* **PROVIDED DATA**

==============================

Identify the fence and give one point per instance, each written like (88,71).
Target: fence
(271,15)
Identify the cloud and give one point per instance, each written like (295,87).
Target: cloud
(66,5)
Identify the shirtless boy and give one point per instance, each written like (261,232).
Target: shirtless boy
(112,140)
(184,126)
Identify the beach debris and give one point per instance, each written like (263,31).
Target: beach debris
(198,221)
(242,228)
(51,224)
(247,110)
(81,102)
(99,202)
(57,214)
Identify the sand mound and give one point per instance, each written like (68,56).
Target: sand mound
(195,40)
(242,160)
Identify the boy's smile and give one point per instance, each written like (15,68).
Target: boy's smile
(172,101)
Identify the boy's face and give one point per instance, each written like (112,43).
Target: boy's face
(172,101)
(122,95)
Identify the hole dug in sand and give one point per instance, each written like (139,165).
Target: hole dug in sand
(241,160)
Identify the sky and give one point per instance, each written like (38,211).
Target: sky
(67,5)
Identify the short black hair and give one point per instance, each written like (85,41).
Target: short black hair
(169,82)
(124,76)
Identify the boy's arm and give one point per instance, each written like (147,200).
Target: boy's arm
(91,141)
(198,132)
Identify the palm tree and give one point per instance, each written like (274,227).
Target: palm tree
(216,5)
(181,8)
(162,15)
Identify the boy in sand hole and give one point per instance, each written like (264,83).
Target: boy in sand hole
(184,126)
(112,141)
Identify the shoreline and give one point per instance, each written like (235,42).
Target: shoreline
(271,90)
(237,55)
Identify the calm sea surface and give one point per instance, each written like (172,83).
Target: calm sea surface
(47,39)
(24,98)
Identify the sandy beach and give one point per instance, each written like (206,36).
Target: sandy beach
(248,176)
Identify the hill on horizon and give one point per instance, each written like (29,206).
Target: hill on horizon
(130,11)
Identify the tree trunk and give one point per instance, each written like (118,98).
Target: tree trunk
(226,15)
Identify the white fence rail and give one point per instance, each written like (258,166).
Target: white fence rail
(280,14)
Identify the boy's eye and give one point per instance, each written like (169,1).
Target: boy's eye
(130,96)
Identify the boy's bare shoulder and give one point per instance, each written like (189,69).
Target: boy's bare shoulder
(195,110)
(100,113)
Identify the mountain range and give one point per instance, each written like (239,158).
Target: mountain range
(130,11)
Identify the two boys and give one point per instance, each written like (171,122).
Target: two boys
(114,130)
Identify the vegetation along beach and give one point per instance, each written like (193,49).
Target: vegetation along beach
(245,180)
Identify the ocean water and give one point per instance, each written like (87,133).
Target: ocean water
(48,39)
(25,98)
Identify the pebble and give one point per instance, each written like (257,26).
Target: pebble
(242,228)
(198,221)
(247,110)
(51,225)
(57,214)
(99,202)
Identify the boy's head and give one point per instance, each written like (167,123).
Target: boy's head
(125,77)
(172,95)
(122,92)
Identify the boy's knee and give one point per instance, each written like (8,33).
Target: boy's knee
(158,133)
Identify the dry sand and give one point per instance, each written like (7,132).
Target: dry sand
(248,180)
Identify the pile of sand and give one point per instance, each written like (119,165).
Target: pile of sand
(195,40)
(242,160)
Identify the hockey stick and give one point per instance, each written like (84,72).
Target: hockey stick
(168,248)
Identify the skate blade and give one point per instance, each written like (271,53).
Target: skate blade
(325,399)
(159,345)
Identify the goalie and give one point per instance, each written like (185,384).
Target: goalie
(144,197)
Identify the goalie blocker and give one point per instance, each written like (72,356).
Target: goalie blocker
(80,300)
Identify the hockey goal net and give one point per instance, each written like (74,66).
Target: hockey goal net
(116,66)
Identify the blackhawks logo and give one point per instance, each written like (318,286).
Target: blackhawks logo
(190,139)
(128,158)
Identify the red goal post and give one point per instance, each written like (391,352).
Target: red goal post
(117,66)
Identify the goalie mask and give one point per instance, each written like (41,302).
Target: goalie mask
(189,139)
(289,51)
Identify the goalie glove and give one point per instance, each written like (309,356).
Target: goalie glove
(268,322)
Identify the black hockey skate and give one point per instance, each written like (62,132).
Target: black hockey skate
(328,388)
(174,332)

==============================

* **EXERCISE OBJECTIVE**
Copy out, word for word, the part of the records that opens with the line containing "Identify the boy's head" and closes with the last line of the records, both ends included.

* **EXPECTED ANSWER**
Identify the boy's head and give one point per instance, each written like (167,123).
Target: boy's head
(125,77)
(172,95)
(122,92)
Identify the boy's knee and give one point per instance, each written like (8,33).
Target: boy's knee
(158,133)
Identify the dry sand and give one point per instance, each written like (7,132).
Target: dry sand
(248,180)
Identify the pile of sand and give one point per instance, each written like (119,165).
Target: pile of sand
(195,40)
(242,160)
Identify the hockey stick and give one point per instance, each written like (84,72).
Target: hockey stick
(168,248)
Identify the skate blade and give one point per instance, each written like (271,53).
Target: skate blade
(325,399)
(159,345)
Identify the goalie and give one point per instance, each written like (185,384).
Target: goalie
(144,197)
Identify the goalie blocker and give one point per instance, each written like (72,356).
Target: goalie blocker
(80,300)
Identify the hockey goal net and give one point per instance, each written like (74,66).
Target: hockey goal net
(116,66)
Identify the blackhawks logo and give one point per instance, each written like (318,286).
Target: blackhawks logo
(190,139)
(128,158)
Identify the red goal post and give one point per instance, each written like (391,352).
Target: red goal post
(117,66)
Identify the goalie mask and give one point per instance, each written like (41,302).
Target: goalie mask
(189,139)
(289,51)
Identify the goalie glove and give one point per instance, each written like (309,356).
Target: goalie glove
(268,322)
Identify the black hockey skate and give one point per instance, each written like (62,132).
Target: black hockey skate
(328,388)
(174,332)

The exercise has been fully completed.